Segment Open

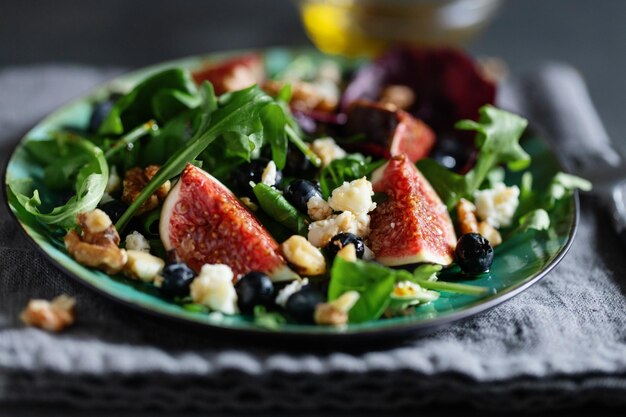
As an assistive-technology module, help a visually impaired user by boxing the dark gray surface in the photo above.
[1,0,625,153]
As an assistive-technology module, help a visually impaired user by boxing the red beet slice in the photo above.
[160,164,295,281]
[369,155,456,266]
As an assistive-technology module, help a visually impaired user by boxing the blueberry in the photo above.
[99,200,128,223]
[285,286,324,324]
[455,233,494,274]
[284,179,321,213]
[230,158,283,196]
[326,233,365,260]
[160,262,196,298]
[235,271,275,315]
[283,144,314,178]
[88,98,115,133]
[430,133,472,172]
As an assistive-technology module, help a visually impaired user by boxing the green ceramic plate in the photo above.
[3,48,578,340]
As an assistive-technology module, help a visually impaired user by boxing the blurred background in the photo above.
[1,0,624,150]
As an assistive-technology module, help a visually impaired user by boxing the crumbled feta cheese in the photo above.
[474,183,520,228]
[275,278,309,308]
[281,235,326,276]
[328,177,376,215]
[310,137,346,167]
[393,281,439,303]
[307,211,371,248]
[105,165,121,194]
[240,196,259,211]
[125,231,150,252]
[261,160,277,187]
[307,195,333,220]
[124,250,165,282]
[190,264,238,315]
[308,211,356,248]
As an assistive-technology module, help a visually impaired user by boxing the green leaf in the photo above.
[99,68,198,135]
[517,209,550,232]
[253,305,287,329]
[319,154,384,199]
[253,183,308,236]
[328,258,397,323]
[260,103,288,169]
[9,134,108,228]
[419,105,529,209]
[115,83,279,232]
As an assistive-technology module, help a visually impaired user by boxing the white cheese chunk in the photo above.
[261,160,277,187]
[307,195,333,221]
[307,211,370,248]
[105,165,121,194]
[190,264,238,315]
[125,231,151,252]
[474,183,520,228]
[328,177,376,215]
[309,137,346,167]
[124,250,165,282]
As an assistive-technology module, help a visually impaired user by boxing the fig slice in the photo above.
[345,100,436,163]
[369,154,456,266]
[192,53,264,95]
[160,164,296,282]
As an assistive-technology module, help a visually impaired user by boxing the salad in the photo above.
[8,47,591,328]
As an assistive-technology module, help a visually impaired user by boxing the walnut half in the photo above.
[122,165,171,215]
[20,295,76,332]
[64,209,127,274]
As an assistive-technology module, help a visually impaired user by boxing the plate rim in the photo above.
[1,49,580,340]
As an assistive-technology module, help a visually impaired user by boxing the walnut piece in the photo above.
[314,291,360,326]
[264,80,338,112]
[20,295,76,332]
[64,209,127,274]
[281,235,326,276]
[379,85,415,110]
[122,165,171,215]
[457,198,479,235]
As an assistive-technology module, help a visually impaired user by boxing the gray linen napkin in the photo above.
[1,65,625,412]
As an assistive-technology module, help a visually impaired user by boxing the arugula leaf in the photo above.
[253,305,287,329]
[328,258,397,323]
[319,154,384,199]
[253,183,308,236]
[546,172,592,207]
[9,134,108,228]
[99,68,198,135]
[260,103,288,170]
[418,105,529,209]
[115,82,287,232]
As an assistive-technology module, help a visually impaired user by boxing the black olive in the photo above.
[230,158,283,196]
[235,271,275,315]
[455,233,494,274]
[284,179,321,213]
[88,98,115,133]
[160,262,196,298]
[285,285,324,324]
[326,233,365,260]
[98,200,128,224]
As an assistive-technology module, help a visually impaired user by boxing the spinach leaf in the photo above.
[328,258,397,323]
[99,68,198,135]
[253,183,308,236]
[319,154,384,199]
[115,82,291,232]
[418,105,529,209]
[9,134,108,228]
[517,209,550,233]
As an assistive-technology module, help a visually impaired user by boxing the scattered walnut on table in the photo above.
[122,165,171,215]
[20,295,76,332]
[64,209,127,274]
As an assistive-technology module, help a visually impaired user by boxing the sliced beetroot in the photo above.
[192,53,265,95]
[341,47,496,133]
[160,164,295,281]
[369,154,457,266]
[345,100,435,163]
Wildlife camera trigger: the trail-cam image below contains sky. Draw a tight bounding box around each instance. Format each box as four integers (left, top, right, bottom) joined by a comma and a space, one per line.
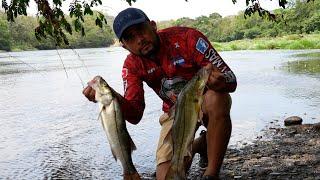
98, 0, 281, 21
2, 0, 281, 21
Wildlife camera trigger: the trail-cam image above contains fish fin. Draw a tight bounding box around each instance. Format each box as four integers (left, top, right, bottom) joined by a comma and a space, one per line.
197, 97, 204, 121
110, 147, 118, 161
129, 135, 137, 152
97, 106, 104, 121
165, 164, 186, 180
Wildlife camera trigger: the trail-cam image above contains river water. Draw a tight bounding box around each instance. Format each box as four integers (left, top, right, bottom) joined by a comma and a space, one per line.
0, 48, 319, 179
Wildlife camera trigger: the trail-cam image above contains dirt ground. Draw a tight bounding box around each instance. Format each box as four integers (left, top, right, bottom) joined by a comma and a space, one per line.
188, 123, 320, 180
142, 122, 320, 180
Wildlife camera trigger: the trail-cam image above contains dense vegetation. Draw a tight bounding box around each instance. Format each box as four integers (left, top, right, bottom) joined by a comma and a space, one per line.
1, 0, 292, 46
0, 0, 319, 51
0, 11, 115, 51
158, 0, 320, 43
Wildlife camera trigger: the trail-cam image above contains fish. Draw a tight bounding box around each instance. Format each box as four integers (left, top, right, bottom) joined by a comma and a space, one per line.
165, 67, 210, 180
89, 76, 140, 180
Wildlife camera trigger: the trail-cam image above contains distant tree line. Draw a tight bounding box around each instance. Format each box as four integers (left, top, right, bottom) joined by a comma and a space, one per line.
0, 11, 115, 51
0, 0, 319, 51
1, 0, 302, 46
158, 0, 320, 42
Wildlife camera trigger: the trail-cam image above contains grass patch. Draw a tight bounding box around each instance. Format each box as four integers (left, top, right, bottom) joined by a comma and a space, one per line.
215, 34, 320, 51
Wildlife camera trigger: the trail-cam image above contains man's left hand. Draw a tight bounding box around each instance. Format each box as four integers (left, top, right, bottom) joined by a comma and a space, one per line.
205, 63, 226, 92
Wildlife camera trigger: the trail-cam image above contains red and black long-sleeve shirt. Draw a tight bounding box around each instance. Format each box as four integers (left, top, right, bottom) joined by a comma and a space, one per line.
119, 27, 237, 124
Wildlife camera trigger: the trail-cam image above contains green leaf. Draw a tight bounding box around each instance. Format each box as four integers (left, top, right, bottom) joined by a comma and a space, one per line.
81, 27, 85, 36
84, 5, 93, 15
279, 0, 287, 9
2, 0, 8, 10
95, 18, 102, 28
53, 0, 62, 6
74, 18, 82, 32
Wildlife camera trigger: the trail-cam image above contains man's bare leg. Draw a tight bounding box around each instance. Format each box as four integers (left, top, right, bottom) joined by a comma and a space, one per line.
156, 161, 171, 180
202, 90, 232, 177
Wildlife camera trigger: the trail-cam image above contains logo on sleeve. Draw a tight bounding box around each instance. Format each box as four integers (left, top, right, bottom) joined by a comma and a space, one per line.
122, 68, 128, 78
196, 37, 209, 54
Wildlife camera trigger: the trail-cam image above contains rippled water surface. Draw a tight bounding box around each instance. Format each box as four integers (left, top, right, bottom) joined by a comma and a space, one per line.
0, 48, 319, 179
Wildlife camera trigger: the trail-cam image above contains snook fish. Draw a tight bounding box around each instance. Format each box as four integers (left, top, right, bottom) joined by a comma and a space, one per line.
90, 76, 140, 180
165, 68, 210, 180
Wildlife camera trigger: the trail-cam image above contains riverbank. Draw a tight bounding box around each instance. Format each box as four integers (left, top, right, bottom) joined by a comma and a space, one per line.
213, 34, 320, 51
186, 122, 320, 179
140, 121, 320, 179
2, 34, 320, 53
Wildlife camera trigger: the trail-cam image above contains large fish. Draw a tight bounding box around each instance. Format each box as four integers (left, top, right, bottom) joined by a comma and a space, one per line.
165, 67, 210, 180
89, 76, 140, 180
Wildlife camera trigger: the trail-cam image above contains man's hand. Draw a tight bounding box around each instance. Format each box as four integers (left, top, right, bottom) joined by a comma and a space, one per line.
205, 63, 226, 92
82, 79, 97, 103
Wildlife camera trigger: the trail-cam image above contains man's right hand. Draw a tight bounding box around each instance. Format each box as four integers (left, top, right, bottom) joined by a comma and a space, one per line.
82, 81, 97, 103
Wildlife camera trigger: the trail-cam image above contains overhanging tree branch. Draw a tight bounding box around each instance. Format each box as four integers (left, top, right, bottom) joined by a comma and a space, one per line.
1, 0, 315, 46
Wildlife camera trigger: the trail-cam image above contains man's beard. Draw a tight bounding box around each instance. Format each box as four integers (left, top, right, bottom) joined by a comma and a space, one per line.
140, 36, 160, 58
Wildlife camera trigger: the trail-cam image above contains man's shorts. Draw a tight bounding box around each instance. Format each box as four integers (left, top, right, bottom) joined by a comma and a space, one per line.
156, 113, 196, 165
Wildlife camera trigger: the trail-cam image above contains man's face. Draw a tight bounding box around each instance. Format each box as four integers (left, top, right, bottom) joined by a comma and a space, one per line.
121, 21, 159, 57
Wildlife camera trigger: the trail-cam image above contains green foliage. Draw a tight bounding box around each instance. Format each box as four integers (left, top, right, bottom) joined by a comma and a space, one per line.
304, 12, 320, 33
0, 0, 318, 49
0, 14, 10, 51
244, 27, 261, 39
157, 0, 320, 44
2, 0, 109, 46
213, 34, 320, 51
0, 11, 115, 51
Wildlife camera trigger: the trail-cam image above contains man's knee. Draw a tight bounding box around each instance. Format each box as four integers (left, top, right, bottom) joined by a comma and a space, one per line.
202, 90, 232, 117
156, 161, 170, 180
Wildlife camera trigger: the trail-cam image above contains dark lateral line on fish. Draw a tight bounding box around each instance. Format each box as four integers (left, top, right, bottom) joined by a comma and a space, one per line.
114, 100, 132, 173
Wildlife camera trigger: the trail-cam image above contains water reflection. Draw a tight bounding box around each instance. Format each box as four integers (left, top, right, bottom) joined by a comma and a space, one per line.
283, 52, 320, 75
1, 49, 320, 179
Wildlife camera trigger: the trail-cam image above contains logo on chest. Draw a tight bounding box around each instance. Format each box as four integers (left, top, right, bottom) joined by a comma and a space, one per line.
171, 56, 185, 66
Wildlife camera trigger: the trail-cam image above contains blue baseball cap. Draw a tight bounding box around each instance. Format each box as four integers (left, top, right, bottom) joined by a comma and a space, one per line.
113, 8, 150, 40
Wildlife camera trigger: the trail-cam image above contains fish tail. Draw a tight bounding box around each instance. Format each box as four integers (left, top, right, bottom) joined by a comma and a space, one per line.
165, 164, 186, 180
128, 134, 137, 152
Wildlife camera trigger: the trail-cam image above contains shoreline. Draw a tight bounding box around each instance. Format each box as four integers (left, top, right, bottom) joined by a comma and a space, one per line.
141, 122, 320, 179
213, 34, 320, 52
1, 34, 319, 53
187, 122, 320, 179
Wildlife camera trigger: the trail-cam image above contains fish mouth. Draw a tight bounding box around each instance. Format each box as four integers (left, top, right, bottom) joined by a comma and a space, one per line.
196, 68, 210, 91
88, 76, 110, 93
198, 68, 210, 82
88, 76, 102, 87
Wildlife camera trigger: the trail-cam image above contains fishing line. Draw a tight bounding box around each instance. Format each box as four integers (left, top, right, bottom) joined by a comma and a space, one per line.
68, 49, 86, 89
55, 46, 69, 78
7, 53, 47, 78
68, 46, 92, 88
70, 61, 86, 89
69, 45, 90, 76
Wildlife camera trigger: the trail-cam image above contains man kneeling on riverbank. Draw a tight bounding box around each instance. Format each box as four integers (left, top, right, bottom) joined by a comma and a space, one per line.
83, 8, 237, 179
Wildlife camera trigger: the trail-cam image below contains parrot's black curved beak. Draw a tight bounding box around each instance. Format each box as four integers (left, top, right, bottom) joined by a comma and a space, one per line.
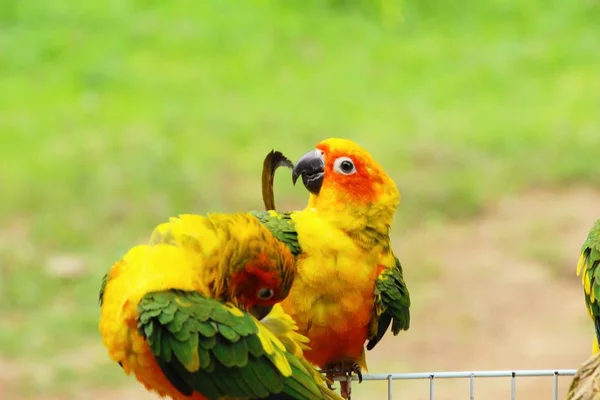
249, 304, 273, 320
292, 150, 325, 195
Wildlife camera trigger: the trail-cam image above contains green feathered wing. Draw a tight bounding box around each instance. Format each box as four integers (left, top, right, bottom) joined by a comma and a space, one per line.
577, 219, 600, 347
367, 255, 411, 350
249, 211, 302, 256
137, 290, 336, 400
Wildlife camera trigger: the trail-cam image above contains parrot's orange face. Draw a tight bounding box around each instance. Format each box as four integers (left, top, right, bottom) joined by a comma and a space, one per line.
230, 251, 295, 320
292, 138, 399, 209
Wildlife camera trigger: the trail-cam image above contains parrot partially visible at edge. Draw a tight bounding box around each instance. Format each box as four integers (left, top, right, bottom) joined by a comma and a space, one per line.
577, 219, 600, 355
566, 220, 600, 400
99, 212, 344, 400
252, 138, 411, 397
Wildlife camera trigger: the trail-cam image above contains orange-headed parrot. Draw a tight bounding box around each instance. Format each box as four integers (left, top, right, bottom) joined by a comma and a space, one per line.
252, 138, 411, 397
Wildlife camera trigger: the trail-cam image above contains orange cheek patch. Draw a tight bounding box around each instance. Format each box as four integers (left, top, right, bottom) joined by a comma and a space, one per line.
340, 175, 378, 203
326, 168, 378, 204
245, 254, 279, 288
230, 270, 250, 292
230, 254, 282, 307
321, 148, 380, 204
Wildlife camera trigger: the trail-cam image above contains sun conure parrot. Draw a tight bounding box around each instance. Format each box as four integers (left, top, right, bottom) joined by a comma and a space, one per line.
98, 212, 344, 400
577, 219, 600, 355
252, 138, 411, 397
567, 352, 600, 400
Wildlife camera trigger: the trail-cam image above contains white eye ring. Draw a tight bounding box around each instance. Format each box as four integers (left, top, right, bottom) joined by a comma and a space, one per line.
333, 157, 356, 175
257, 287, 274, 300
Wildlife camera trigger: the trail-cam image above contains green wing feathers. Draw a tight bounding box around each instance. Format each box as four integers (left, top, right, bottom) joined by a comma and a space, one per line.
367, 256, 411, 351
249, 211, 302, 256
577, 219, 600, 342
137, 290, 339, 400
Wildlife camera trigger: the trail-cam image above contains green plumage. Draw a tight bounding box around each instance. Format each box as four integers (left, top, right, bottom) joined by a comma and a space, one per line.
579, 219, 600, 342
249, 211, 302, 256
137, 290, 328, 400
367, 256, 411, 350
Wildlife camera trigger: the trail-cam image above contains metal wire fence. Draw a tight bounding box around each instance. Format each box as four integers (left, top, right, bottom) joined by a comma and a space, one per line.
333, 369, 577, 400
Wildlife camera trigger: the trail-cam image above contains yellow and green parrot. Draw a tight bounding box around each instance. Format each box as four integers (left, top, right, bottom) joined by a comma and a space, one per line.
98, 213, 343, 400
567, 352, 600, 400
253, 138, 411, 396
577, 219, 600, 354
567, 220, 600, 400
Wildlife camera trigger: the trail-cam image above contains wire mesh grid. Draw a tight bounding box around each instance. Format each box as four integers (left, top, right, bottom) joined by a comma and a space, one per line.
332, 369, 577, 400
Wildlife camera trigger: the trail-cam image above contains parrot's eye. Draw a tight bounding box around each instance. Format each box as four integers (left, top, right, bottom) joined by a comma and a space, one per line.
334, 157, 356, 175
257, 287, 274, 300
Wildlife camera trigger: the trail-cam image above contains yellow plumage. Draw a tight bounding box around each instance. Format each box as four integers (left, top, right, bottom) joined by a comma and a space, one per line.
286, 209, 382, 369
271, 138, 410, 384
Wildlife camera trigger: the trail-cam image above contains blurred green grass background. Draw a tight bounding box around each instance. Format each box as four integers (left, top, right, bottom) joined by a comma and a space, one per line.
1, 0, 599, 397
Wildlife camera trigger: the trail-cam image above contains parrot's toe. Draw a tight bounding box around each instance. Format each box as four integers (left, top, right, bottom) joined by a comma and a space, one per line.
325, 373, 337, 390
350, 363, 363, 383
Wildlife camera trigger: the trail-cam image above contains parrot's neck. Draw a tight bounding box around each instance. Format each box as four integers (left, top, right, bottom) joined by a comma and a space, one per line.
308, 194, 398, 250
349, 204, 395, 249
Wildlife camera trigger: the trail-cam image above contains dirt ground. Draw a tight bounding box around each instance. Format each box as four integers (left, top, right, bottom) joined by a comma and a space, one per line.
4, 186, 599, 400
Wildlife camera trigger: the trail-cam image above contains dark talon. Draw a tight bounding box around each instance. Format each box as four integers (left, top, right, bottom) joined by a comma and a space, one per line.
325, 373, 337, 391
351, 363, 363, 383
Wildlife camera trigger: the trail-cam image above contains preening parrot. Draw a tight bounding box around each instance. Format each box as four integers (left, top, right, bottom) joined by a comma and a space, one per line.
567, 352, 600, 400
254, 138, 411, 397
577, 219, 600, 355
98, 213, 343, 400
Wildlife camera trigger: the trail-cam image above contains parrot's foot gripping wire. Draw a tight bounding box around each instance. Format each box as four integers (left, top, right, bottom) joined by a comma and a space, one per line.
349, 363, 363, 383
320, 362, 363, 399
325, 376, 336, 391
320, 363, 363, 383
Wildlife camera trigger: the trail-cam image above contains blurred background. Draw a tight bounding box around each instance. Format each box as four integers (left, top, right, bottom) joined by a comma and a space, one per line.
1, 0, 599, 398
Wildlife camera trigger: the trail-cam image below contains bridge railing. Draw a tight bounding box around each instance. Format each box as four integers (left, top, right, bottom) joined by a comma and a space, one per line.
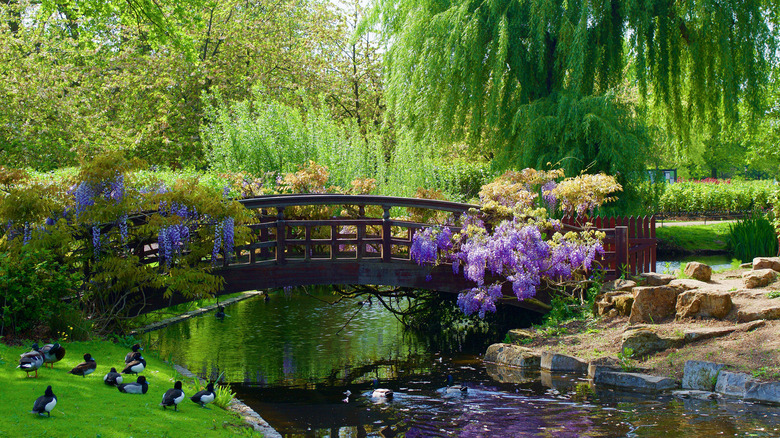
224, 195, 476, 268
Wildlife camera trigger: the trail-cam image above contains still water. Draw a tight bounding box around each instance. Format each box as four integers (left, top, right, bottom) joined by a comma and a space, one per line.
148, 291, 780, 437
656, 254, 737, 275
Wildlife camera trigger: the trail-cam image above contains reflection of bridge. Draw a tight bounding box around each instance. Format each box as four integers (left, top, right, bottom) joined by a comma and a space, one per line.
133, 194, 655, 314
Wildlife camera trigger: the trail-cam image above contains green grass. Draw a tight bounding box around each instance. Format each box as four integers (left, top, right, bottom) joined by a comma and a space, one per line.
656, 222, 732, 252
0, 341, 258, 437
129, 292, 247, 329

Segment Closed

▶ [Description of the task]:
Nothing outside the span should appear: transcribe the lines from the one containing "above contains still" through the last line of the records.

▶ [Reply]:
Wildlife camera trigger: the trail-cam image above contains still water. Draw a tight bounding box around each instance. Format each box as four integers (left, top, right, bottom) joined by a comma and a space, one per line.
148, 291, 780, 437
656, 254, 737, 275
Wildlife camera trigger: the trail-cam image above contains reflection of bridge. Draw a tight bounding box around each instance. Format each box as four integers (left, top, right, bottom) joined by a comma and a space, one per line.
133, 194, 655, 314
Wildlife camera trigger: the trail-cam image above contains green grass. Draw a tight bounding box around each instance. Format each box as four integers (left, top, right, bottom) joined by a comma and a space, one per line.
656, 222, 732, 252
0, 341, 258, 437
129, 292, 247, 329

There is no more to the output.